■ **ANGEZEIGTE DATEN**:
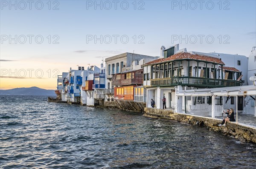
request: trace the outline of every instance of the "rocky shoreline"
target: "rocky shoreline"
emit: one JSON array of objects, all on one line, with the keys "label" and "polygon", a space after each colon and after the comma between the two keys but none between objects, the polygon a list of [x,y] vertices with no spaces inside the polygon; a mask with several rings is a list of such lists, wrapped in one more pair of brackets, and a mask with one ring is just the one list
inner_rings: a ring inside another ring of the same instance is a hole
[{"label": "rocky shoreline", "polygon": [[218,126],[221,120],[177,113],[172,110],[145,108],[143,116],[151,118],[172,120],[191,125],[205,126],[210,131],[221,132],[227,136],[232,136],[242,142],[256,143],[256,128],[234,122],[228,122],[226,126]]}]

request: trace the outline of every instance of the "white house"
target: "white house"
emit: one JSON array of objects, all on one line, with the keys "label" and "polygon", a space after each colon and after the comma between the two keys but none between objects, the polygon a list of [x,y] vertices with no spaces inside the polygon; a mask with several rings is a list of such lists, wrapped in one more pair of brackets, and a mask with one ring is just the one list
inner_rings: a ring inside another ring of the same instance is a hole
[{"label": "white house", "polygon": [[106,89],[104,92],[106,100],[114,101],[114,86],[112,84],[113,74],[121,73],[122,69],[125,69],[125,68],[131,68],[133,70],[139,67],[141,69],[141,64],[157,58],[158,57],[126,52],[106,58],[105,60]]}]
* * *
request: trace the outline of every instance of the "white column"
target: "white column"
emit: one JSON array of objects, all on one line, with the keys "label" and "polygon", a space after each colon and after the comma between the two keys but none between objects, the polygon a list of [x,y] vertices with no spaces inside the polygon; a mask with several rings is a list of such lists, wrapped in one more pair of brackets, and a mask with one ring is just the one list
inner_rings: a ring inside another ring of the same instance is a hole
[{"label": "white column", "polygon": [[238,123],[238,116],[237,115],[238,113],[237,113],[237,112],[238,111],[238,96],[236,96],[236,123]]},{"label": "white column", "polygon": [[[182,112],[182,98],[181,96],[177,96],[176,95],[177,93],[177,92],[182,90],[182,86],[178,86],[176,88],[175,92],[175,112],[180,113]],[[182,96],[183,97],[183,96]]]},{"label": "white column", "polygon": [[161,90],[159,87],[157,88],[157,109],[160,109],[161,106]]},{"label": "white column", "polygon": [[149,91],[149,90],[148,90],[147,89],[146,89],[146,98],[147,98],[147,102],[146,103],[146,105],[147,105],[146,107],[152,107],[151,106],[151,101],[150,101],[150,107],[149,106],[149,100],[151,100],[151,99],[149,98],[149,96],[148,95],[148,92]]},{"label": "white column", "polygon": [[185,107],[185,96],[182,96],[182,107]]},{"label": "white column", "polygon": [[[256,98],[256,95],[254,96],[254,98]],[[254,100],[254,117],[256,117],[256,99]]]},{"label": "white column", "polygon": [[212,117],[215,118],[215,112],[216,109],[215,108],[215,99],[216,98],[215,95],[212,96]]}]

■ **AUFGABENSTELLUNG**: Sammle jede Zeile der Datensätze, die die Zeichenfolge „rocky“ enthält, und gib diese Zeilen wieder. Achte dabei auf Groß- und Kleinschreibung.

■ **VOLLSTÄNDIGE ANTWORT**:
request: trace the outline of every instance of the "rocky shoreline"
target: "rocky shoreline"
[{"label": "rocky shoreline", "polygon": [[218,126],[221,120],[177,113],[172,110],[145,108],[143,116],[151,118],[172,120],[191,125],[205,126],[210,131],[221,132],[227,136],[232,136],[242,142],[256,143],[256,128],[234,122],[228,122],[226,126]]}]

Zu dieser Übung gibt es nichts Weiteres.